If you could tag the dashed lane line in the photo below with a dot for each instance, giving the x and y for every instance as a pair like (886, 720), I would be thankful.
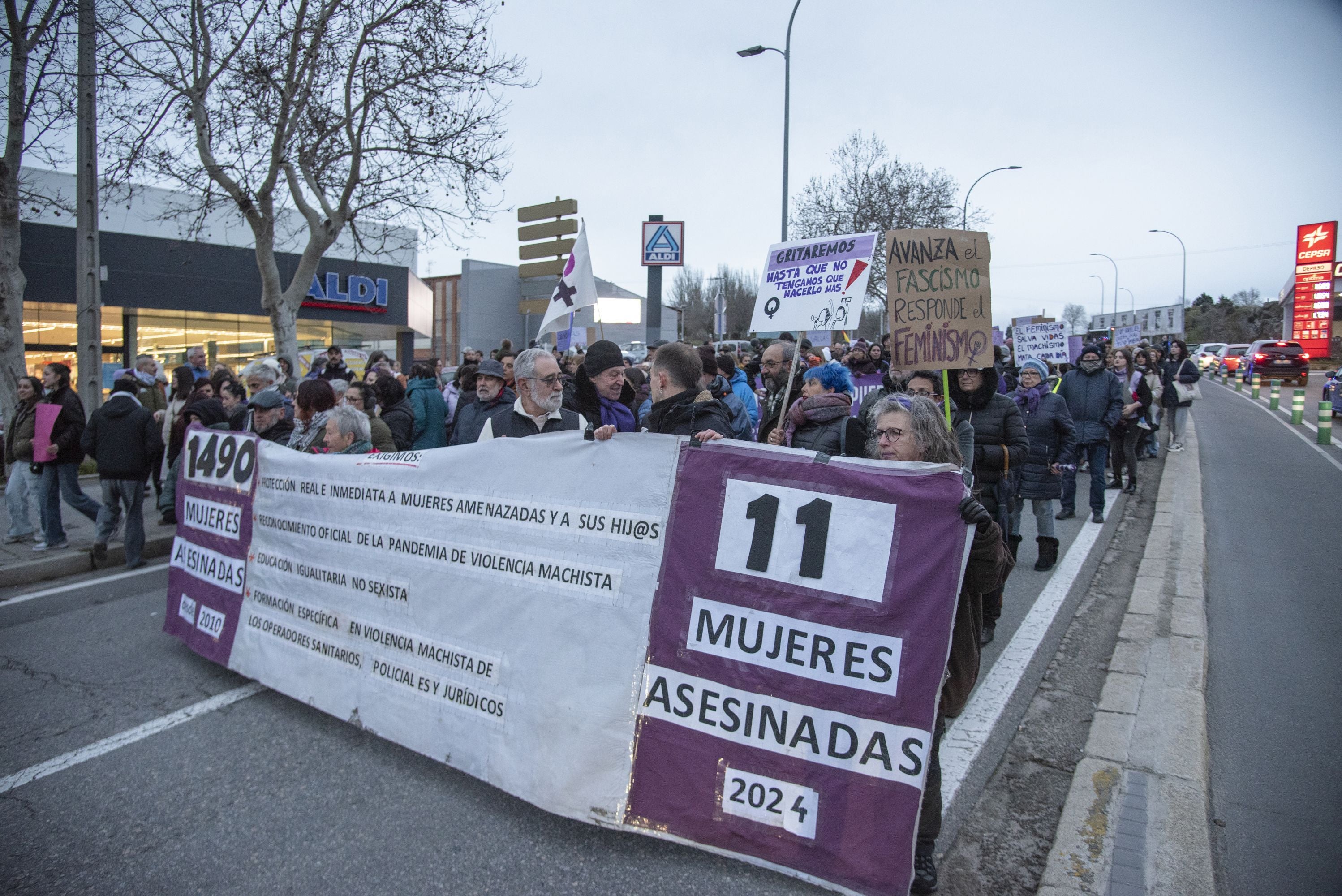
(132, 736)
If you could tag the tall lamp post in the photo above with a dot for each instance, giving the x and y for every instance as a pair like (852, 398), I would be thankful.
(964, 211)
(1183, 293)
(787, 103)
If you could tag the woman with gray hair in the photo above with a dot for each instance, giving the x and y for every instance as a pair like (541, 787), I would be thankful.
(910, 430)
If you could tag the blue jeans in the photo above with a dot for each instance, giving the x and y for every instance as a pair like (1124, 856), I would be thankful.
(1097, 455)
(117, 493)
(64, 481)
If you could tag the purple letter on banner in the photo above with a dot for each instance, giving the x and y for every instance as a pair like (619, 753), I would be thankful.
(795, 660)
(208, 562)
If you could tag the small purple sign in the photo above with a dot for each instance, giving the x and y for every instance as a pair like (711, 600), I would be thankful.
(798, 642)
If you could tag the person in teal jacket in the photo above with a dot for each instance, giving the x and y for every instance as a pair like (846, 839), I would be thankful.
(429, 405)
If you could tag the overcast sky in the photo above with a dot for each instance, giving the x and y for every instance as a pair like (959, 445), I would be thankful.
(1219, 121)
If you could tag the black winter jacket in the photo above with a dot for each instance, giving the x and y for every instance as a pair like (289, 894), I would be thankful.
(1096, 401)
(68, 428)
(1000, 440)
(688, 414)
(124, 439)
(1053, 439)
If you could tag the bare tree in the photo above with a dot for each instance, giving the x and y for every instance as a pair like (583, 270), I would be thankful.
(1077, 319)
(873, 191)
(39, 105)
(353, 112)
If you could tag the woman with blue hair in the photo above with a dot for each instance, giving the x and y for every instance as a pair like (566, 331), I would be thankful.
(822, 419)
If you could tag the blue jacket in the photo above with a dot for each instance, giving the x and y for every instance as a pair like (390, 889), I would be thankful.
(430, 415)
(1096, 401)
(741, 387)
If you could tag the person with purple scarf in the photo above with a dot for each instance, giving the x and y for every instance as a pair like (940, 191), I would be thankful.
(822, 419)
(1053, 438)
(600, 392)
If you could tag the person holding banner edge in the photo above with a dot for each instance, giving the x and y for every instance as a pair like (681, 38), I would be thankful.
(912, 428)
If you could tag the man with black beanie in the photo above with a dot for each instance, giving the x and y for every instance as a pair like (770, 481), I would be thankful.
(600, 392)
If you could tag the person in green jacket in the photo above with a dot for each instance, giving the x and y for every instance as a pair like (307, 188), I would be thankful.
(429, 407)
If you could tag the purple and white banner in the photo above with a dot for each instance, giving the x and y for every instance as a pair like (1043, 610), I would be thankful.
(731, 646)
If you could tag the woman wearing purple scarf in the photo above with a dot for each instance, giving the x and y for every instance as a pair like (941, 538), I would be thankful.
(1051, 442)
(822, 419)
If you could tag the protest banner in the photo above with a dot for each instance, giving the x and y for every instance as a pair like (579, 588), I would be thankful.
(1042, 341)
(815, 285)
(940, 301)
(1128, 336)
(541, 612)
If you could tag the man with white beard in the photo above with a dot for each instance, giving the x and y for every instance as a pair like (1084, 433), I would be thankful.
(540, 399)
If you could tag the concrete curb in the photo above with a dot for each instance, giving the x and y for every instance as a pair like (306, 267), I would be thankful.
(1136, 818)
(74, 561)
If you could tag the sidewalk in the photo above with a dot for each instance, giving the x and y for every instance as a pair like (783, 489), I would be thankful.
(1136, 820)
(21, 565)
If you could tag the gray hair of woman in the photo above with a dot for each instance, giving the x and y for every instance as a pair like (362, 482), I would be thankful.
(928, 427)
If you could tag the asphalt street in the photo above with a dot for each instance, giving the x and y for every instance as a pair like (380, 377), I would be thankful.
(1274, 581)
(273, 796)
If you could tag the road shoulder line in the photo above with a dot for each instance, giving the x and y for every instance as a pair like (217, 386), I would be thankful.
(1137, 812)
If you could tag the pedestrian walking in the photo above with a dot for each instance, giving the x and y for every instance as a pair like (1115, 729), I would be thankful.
(1000, 444)
(1179, 376)
(1128, 431)
(540, 399)
(23, 487)
(1094, 397)
(913, 428)
(61, 466)
(124, 438)
(427, 407)
(490, 396)
(822, 418)
(1053, 439)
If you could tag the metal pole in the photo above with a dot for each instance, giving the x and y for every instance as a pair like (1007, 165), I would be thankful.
(88, 305)
(787, 105)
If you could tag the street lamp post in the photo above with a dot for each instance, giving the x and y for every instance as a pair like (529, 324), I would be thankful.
(1183, 293)
(787, 103)
(964, 211)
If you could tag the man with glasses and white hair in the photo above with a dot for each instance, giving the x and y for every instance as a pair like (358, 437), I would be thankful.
(540, 399)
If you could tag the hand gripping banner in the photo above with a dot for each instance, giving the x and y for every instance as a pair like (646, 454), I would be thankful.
(736, 647)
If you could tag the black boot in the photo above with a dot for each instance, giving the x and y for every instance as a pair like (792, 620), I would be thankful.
(1047, 553)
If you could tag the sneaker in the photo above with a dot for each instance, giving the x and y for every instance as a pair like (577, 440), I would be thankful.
(925, 875)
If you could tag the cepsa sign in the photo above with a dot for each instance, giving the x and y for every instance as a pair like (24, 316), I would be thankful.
(1316, 243)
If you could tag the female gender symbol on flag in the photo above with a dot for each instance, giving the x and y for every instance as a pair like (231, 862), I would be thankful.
(576, 288)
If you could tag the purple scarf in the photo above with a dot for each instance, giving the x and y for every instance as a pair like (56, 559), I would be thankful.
(1028, 399)
(815, 409)
(616, 415)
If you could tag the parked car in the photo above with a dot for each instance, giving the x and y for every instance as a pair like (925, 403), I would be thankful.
(1228, 357)
(1205, 353)
(1277, 360)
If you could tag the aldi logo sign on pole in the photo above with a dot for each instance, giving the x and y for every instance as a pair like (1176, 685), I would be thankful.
(663, 243)
(815, 285)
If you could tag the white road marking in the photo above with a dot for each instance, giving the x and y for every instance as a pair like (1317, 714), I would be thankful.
(86, 582)
(967, 736)
(132, 736)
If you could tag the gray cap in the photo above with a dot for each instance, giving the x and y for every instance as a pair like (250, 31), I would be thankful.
(267, 400)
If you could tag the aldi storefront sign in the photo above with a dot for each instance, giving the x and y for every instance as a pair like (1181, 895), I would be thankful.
(360, 293)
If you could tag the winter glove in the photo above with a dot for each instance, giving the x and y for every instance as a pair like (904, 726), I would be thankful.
(973, 513)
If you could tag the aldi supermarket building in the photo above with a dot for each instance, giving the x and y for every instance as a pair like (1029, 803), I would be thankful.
(164, 293)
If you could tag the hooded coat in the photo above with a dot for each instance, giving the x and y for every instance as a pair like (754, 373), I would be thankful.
(1000, 439)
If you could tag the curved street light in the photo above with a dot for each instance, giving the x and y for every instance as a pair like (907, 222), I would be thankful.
(787, 103)
(1183, 293)
(964, 211)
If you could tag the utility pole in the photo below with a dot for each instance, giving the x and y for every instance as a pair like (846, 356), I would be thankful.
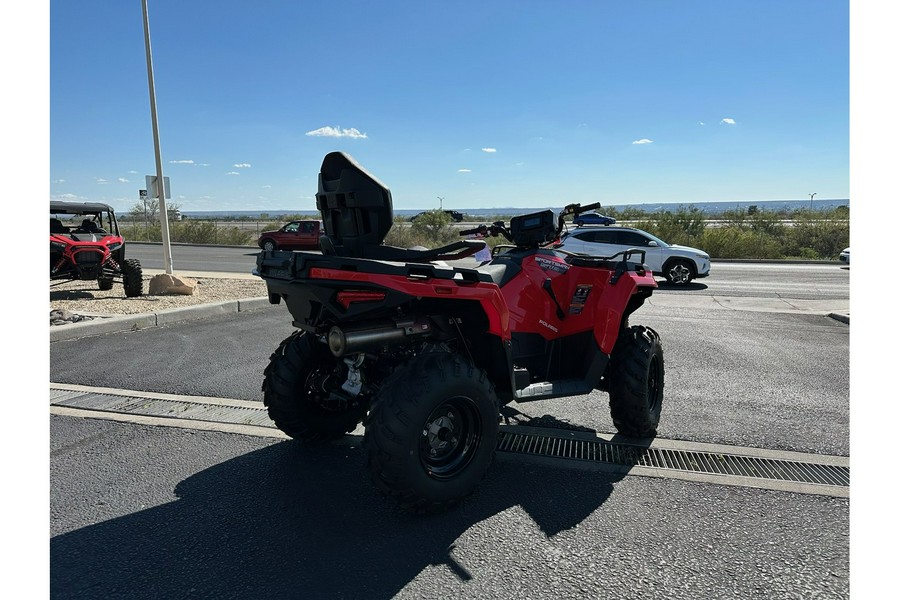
(160, 181)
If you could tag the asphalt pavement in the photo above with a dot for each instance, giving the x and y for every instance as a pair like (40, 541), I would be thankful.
(140, 510)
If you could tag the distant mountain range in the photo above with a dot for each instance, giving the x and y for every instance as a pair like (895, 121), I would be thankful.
(706, 207)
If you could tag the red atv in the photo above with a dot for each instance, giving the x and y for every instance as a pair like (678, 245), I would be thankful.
(424, 354)
(85, 245)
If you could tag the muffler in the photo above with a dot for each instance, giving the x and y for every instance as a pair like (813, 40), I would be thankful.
(342, 342)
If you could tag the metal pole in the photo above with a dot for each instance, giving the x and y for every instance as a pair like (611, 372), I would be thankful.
(160, 181)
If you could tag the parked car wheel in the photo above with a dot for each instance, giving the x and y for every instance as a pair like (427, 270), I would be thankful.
(679, 272)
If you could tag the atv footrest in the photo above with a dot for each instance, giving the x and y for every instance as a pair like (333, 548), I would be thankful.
(553, 389)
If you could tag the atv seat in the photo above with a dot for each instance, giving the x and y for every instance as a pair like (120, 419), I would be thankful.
(357, 213)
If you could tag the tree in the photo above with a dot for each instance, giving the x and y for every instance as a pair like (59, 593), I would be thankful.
(148, 211)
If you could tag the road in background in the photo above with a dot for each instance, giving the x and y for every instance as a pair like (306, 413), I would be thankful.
(740, 279)
(148, 511)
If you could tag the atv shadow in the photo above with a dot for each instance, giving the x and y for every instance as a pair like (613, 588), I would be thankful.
(693, 286)
(295, 521)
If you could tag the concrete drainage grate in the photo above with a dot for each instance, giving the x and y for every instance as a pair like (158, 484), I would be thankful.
(679, 460)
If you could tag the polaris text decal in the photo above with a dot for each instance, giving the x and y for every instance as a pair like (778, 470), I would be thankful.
(551, 265)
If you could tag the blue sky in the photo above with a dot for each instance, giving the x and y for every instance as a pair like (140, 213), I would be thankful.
(485, 104)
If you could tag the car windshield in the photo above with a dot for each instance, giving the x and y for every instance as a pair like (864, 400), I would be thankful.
(661, 243)
(82, 222)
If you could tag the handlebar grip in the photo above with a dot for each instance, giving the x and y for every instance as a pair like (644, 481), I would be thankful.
(480, 229)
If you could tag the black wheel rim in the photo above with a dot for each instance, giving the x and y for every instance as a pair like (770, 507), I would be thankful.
(654, 377)
(679, 273)
(450, 437)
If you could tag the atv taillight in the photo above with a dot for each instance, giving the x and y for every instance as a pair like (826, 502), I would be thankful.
(347, 297)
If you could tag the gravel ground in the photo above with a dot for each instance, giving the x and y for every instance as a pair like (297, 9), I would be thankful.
(84, 297)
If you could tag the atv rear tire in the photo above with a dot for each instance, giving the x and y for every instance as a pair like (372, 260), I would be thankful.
(635, 378)
(432, 432)
(132, 278)
(293, 392)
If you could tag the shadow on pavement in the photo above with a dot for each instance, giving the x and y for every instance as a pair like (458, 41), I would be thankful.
(681, 287)
(295, 521)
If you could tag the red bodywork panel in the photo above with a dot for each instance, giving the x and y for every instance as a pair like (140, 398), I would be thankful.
(587, 299)
(487, 294)
(72, 247)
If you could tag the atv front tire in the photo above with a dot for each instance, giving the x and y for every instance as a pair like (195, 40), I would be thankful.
(432, 432)
(294, 392)
(635, 378)
(132, 278)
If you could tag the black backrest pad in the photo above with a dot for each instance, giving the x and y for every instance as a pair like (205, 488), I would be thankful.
(356, 208)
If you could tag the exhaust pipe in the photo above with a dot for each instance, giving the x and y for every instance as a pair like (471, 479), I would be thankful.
(342, 342)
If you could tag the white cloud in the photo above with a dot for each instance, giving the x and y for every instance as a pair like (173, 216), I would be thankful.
(337, 132)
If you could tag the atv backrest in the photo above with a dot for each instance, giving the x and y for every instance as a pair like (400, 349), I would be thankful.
(356, 208)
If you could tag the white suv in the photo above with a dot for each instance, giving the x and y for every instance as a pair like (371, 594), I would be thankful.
(678, 264)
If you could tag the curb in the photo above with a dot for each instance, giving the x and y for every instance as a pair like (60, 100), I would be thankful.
(99, 326)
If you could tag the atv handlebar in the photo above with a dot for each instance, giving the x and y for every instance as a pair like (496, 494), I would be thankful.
(499, 227)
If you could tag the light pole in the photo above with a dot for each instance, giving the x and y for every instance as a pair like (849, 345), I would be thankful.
(160, 181)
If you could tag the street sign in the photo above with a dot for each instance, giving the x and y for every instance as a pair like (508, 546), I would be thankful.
(151, 186)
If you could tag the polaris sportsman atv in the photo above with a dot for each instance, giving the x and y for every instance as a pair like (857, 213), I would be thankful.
(424, 354)
(85, 245)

____________________

Write out exactly the final stretch of the records: the line containing "If you could tag the atv backrest" and every line after it, through the last, and nothing else.

If you could tag the atv backrest in the photo above with a dot for each instance, giving the x and y for every instance as a pair like (400, 349), I would be thankful.
(356, 208)
If you could tag the white suv in the photo above with a dot for each instance, giving the x and y for every instance as a pair like (371, 594), I would be thankful.
(678, 264)
If you could tag the curb in the photo above with a dot for each instance, giving the x and y for every instance as a pair like (60, 100), I would be thankful.
(99, 326)
If you could tag the atv handlebar in the photo above with a dot for each instance, giving the x and y for every instance as a pair like (496, 494), I would be thankful.
(499, 227)
If you could tag the light pole in the photo above with a dot for each instance, giving the x and y for every instance as a pair like (849, 345), I would be thankful.
(160, 181)
If you could tag the street sign in the photo above with a dot for each instance, giving the x and y for every instance as a pair like (508, 546), I would be thankful.
(151, 186)
If you could tag the polaris sportsman atv in the photo above with a dot for each instance, giving the x and y for every instance as a pair like (857, 213), I would be thankful.
(424, 354)
(85, 245)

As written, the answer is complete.